Edit: I did not notice this on first reply:

The idea of prior predictive checks is to have a way to view, on the outcome space, the implications of using particular priors (i.e. sampling from priors without the likelihood). What you do want to do is use priors that make sense from a scientific standpoint. Since that is often difficult/impossible to think about in terms of individual parameters, you want to think about it in terms of the outcome space (hence, prior predictive checks). What you don’t want to do is to condition your priors on your data in terms of fit because then you are over-conditioning so to speak, i.e. conditioning on the data in both the prior and the likelihood. In other words, don’t tune your priors to match data that you’re looking at to gain a better fit (see example in section 1.4 in Entropy | Free Full-Text | The Prior Can Often Only Be Understood in the Context of the Likelihood of choosing a prior based on results from a previous fit). Jonah Gabry has a nice paper that includes prior predictive checks in part 3 Visualization in Bayesian Workflow | Journal of the Royal Statistical Society Series A: Statistics in Society | Oxford Academic.

You can use the same graphics as for posterior predictive checks, but use them on a model that is run using sample_prior="only" in the brm call.

I like to use these (if too many counts, then types like “bars” and “rootogram” may not ‘work’ visually):

#proportion of zeroes 
prop_zero <- function(colony_count) mean(colony_count == 0)
(prop_zero_testpo <- pp_check(model, type = "stat", stat = "prop_zero"))

#max value
pp_max <- function(colony_count) max(colony_count)
(pp_max_testnb <- pp_check(model, type = "stat", stat = "pp_max"))

#Note that for the above, you can also view by groups by using "stat_grouped" and group="species"

#histograms. change the binwidth to something that makes sense, but for low counts it is often 1
pp_check(model, type="hist", binwidth=1)

#bars or bars_grouped
pp_check(model, type="bars")

#rootogram
pp_check(model, type="rootogram")
1 Like

Many thanks. That will be a great help.

1 Like

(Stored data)
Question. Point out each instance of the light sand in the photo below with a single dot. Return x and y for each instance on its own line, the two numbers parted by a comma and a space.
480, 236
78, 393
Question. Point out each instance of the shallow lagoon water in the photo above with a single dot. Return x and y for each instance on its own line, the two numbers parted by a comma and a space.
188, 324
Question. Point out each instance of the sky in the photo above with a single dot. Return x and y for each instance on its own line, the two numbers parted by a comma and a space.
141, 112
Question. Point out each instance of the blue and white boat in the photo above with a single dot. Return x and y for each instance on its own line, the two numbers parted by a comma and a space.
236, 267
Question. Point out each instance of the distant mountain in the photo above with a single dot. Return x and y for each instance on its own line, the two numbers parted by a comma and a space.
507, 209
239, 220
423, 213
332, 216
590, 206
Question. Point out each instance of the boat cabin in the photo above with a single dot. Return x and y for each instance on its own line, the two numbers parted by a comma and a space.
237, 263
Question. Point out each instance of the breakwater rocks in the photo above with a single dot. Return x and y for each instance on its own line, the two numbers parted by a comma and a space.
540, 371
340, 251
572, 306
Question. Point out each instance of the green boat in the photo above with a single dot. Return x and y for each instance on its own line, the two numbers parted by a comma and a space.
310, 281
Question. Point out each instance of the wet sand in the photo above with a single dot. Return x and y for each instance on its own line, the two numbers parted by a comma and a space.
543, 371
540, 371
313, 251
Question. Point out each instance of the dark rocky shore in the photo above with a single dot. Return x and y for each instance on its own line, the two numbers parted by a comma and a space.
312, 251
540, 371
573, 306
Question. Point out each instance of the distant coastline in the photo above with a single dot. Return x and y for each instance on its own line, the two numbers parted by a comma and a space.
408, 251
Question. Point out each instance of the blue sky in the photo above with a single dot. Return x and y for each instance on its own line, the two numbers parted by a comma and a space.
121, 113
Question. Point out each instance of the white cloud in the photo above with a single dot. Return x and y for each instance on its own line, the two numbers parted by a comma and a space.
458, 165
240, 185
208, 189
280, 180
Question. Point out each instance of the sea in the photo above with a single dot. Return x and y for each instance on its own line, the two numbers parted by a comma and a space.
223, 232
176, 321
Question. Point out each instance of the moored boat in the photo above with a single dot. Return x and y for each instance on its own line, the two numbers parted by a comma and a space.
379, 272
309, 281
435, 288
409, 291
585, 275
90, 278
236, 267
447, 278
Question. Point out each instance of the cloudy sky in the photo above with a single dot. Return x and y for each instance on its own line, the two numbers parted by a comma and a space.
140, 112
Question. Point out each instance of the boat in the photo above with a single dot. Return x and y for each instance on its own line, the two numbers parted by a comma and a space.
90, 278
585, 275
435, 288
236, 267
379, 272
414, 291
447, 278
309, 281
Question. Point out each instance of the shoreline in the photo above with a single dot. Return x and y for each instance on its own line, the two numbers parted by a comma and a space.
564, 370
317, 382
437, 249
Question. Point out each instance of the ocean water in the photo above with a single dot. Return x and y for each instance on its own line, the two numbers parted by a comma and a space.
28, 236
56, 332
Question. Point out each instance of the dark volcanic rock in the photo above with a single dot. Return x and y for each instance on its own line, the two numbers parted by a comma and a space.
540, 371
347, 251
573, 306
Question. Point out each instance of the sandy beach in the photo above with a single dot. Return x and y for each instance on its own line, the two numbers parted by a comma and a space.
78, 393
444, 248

### Description of the task
From the forum post on prior predictive checks, extract the passage between "I like to use" and "mean(colony_count == 0)", inclusive.

### Solution
I like to use these (if too many counts, then types like “bars” and “rootogram” may not ‘work’ visually):

#proportion of zeroes 
prop_zero <- function(colony_count) mean(colony_count == 0)